From the article on the massage practice below, copy word for word the stretch of text that starts with the words "Still in the" and ends with the words "saw in Washington.".

Excerpt provided:
%%

She has also completed many new certifications, such as getting licensed in sideline massage which allows her to safely perform prenatal massages, that have enabled Jacobson to conduct the treatments she offers at her Vergennes location.
“My specialty and my focus is on treatment and therapeutic massage,” she said. “And in the last, say, 10 years, 15 years, I’ve incorporated fire cupping into my normal sessions of treatment massage.”
Jacobson’s website describes fire cupping as an ancient alternative medicine technique that involves placing cups to create suction and increase blood flow to a specific area. This relieves muscle tension and improves blood circulation. Similarly, she offers hot stone massage therapy, in which the heat of the stones laid on specific areas if the body improves circulation and relieves muscle tension.
“Fire cupping results in improved blood supply to skin and muscles, reduced pain and hypertension, and balanced immune, nervous and hormonal systems,” Jacobson explained on her Instagram page. “Overall, fire cupping is an effective therapy option for removing physical and emotional toxins from the body.”
Other services offered at Shannon Jacobson LMT are deep tissue massage, which helps individuals with chronic pain, injuries or specific musculoskeletal conditions; Swedish massage, which promotes relaxation and stress relief while enhancing blood flow and flexibility; and pregnancy massage.
When asked if the popularity and interest surrounding fire cupping within the athletic community and the wider sports world has the tendency to drive her client demographic, Jacobson happily responded that she gets to treat a wide range of patients.
“It’s been such a mixed bag,” she said. “I get teenage kids to people in their 80s and 90s … that will benefit from the cupping as well for so many different ailments, for so many different issues…. I have clients that are blue collar men, farmers … they’re like, ‘I need to farm. This is my busy season. This (pain) in my body is keeping me from achieving this and achieving that.’”
Still in the process of growing her business since renting out the space at 92 Main St. a year and a half ago, Jacobson sees about 40 to 50 customers a month. She hopes that number will continue to rise as people become more familiar with her and her practice. She is aiming to hit close to as many as 100 customers a month, which is more in line with the numbers she saw in Washington.
Jacobson’s ultimate goal is to help streamline massage into an everyday, household necessity for medical and emotional well-being. She wants to help end the stigma that dictates massage as only being a luxurious and leisurely activity and not something that should be sought out on a regular basis or integrated into daily lifestyles and health routines.
“People won’t hesitate to make physical therapy appointments if something’s bugging (them),” Jacobson said. “People dismiss stress…but it really takes a strong hold, not only mentally, but physically as well.
“Stress, trauma, it all lands in our soft tissue, and it stays there and it represents, it doesn’t go away. It represents in different pain patterns, tension cycles, adhesions and to be able to release that is to be able to release not only physical muscles, but also stress and traumas as well.”
The ability to help people recognize and feel the absence of that stress, that pain and tension, is what Jacobson loves so much about being an LMT. She feels rewarded every day to have a place in her community not only as a business owner, but as a healer.
“It’s wonderful,” she said. “It’s so great to see the people that I work on out in the community and to have people recognize me.”

%%

Record extracts:

%%

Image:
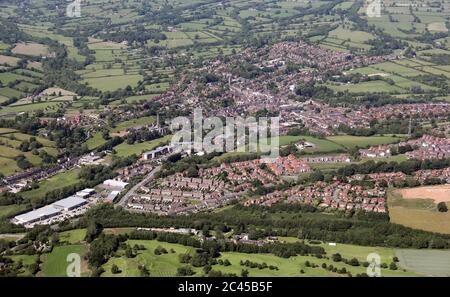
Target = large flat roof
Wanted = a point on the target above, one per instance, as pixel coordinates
(45, 211)
(69, 202)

%%

Exercise result:
Still in the process of growing her business since renting out the space at 92 Main St. a year and a half ago, Jacobson sees about 40 to 50 customers a month. She hopes that number will continue to rise as people become more familiar with her and her practice. She is aiming to hit close to as many as 100 customers a month, which is more in line with the numbers she saw in Washington.